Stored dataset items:
-=-=-

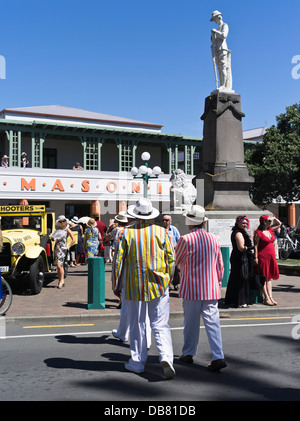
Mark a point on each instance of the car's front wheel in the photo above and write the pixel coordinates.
(36, 275)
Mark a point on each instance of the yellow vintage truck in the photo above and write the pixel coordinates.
(27, 246)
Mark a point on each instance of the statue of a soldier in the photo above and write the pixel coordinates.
(220, 53)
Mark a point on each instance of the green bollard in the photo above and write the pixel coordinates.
(96, 283)
(226, 262)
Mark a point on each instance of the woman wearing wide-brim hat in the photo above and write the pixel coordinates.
(92, 238)
(61, 248)
(78, 249)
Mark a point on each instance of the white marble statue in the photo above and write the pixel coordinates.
(220, 53)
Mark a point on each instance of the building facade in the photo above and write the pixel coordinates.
(55, 138)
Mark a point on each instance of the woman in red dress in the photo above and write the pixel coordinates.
(264, 254)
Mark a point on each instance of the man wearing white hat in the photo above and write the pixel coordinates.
(199, 254)
(145, 251)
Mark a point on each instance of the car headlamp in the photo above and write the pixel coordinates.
(18, 248)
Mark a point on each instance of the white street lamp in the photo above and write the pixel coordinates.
(145, 172)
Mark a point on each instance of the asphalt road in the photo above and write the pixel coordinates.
(85, 363)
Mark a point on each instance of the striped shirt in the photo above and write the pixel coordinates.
(201, 270)
(146, 253)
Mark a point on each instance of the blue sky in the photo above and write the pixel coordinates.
(148, 60)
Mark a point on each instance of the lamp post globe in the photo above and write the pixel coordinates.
(145, 156)
(156, 170)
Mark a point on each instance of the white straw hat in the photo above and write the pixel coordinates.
(143, 209)
(121, 217)
(196, 215)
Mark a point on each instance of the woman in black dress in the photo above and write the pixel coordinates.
(237, 293)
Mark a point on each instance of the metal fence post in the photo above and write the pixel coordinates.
(96, 283)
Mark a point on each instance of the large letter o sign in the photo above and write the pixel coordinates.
(111, 186)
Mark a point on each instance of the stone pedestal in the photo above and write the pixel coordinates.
(224, 172)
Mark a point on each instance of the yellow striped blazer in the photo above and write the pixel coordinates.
(146, 255)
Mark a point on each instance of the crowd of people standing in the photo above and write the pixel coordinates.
(145, 259)
(143, 270)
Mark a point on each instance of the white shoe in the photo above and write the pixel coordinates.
(168, 368)
(114, 333)
(133, 369)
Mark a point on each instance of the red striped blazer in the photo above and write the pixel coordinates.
(201, 265)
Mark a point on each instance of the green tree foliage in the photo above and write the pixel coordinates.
(275, 163)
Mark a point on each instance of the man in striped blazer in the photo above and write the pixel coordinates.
(199, 256)
(146, 254)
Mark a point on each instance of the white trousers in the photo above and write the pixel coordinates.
(158, 311)
(209, 311)
(123, 329)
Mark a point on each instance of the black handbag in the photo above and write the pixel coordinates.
(245, 265)
(257, 282)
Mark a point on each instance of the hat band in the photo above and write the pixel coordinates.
(145, 213)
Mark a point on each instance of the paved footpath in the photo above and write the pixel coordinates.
(70, 302)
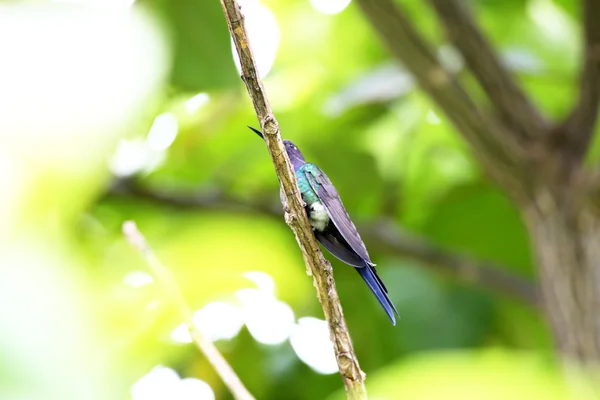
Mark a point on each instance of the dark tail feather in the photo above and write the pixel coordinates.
(370, 276)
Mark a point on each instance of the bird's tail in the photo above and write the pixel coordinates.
(370, 276)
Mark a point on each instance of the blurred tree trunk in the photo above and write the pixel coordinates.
(566, 237)
(537, 163)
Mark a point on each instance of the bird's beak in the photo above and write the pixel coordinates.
(259, 133)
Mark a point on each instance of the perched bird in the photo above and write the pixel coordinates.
(331, 224)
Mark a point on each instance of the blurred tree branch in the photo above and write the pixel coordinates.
(295, 216)
(172, 292)
(513, 106)
(540, 173)
(384, 233)
(580, 123)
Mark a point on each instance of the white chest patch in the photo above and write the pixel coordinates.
(318, 216)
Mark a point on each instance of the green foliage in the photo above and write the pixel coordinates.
(391, 154)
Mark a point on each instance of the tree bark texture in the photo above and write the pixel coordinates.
(566, 238)
(538, 164)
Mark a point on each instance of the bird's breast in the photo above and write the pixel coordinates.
(318, 217)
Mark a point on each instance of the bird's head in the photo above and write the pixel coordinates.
(294, 153)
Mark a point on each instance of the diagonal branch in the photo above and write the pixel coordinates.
(384, 233)
(295, 216)
(514, 108)
(582, 120)
(468, 269)
(498, 150)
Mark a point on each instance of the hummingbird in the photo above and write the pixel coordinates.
(332, 225)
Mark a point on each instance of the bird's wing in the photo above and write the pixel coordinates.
(330, 199)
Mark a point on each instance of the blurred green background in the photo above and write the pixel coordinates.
(110, 112)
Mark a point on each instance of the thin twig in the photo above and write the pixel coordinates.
(171, 290)
(581, 122)
(514, 108)
(295, 216)
(497, 149)
(383, 233)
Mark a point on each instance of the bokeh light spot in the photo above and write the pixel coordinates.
(263, 32)
(330, 6)
(163, 132)
(216, 320)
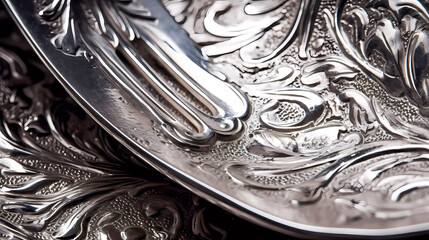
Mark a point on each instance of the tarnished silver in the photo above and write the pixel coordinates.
(303, 116)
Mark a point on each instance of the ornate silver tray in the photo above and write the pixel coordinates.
(302, 116)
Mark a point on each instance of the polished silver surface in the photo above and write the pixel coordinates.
(303, 116)
(63, 177)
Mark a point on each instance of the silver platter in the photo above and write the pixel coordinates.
(307, 117)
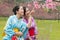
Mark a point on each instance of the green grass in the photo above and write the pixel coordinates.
(47, 29)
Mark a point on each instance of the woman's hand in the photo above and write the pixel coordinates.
(29, 22)
(18, 33)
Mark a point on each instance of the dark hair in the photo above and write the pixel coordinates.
(24, 8)
(16, 8)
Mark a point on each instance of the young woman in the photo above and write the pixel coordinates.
(32, 31)
(15, 21)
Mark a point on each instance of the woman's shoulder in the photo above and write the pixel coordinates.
(11, 17)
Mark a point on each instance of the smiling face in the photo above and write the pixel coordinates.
(27, 14)
(20, 12)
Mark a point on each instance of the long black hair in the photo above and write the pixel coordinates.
(16, 8)
(24, 8)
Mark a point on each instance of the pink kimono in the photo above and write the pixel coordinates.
(32, 31)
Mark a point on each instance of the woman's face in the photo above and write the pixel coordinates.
(21, 11)
(27, 14)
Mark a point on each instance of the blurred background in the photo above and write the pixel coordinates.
(47, 16)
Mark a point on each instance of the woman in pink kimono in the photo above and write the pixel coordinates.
(32, 31)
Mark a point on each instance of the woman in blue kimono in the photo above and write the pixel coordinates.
(15, 21)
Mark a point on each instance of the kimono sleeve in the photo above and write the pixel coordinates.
(8, 28)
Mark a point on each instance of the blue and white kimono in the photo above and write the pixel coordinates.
(14, 22)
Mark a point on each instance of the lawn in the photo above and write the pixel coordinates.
(47, 29)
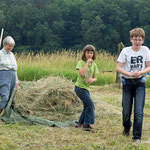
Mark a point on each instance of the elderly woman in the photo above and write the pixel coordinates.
(8, 71)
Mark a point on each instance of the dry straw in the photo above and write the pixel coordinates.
(51, 94)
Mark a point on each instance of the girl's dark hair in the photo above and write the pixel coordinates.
(89, 48)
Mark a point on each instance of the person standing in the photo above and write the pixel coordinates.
(134, 63)
(87, 74)
(8, 71)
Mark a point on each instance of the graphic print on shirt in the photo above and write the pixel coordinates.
(136, 63)
(88, 73)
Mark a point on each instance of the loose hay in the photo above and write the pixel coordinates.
(51, 97)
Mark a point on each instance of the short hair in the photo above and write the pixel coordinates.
(8, 41)
(137, 32)
(88, 48)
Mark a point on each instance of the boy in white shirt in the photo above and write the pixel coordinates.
(134, 63)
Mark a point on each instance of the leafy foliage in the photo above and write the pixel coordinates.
(71, 24)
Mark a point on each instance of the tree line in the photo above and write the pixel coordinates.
(46, 25)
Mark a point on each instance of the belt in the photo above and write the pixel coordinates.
(134, 79)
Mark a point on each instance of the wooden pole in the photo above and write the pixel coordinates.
(1, 37)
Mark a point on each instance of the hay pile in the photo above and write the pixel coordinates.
(52, 98)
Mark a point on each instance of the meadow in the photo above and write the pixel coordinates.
(107, 131)
(33, 67)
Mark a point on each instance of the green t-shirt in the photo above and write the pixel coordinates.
(90, 72)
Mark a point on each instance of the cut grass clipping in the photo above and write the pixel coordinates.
(51, 98)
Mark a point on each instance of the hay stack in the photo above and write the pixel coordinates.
(47, 95)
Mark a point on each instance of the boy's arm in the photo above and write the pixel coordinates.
(120, 69)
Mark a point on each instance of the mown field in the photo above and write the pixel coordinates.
(107, 131)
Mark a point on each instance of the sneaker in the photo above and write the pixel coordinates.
(78, 125)
(87, 127)
(126, 132)
(137, 140)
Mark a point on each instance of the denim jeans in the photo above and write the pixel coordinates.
(133, 90)
(7, 83)
(88, 114)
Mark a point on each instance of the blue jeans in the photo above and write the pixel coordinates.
(136, 90)
(7, 83)
(88, 114)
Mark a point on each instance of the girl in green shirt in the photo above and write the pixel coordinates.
(87, 74)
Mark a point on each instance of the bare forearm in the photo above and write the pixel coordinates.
(122, 71)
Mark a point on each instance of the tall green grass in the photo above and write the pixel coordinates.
(33, 67)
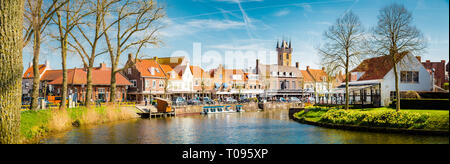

-=-=-

- Requirement
Rewrite the items from the line with "Mark a point on each instance of the girl in" through the end of the items, adding -51 to every pixel coordinate in the answers. Leave the pictures out.

- Exercise response
Mark a point on each instance of the girl in green shirt in the photo above and write the pixel coordinates.
(36, 23)
Mark a point on each instance of the bare forearm in the photo above and write the pixel coordinates.
(71, 20)
Mark a point on each instance of the tall green grass in the photo above and write the pixel coordinates.
(-18, 16)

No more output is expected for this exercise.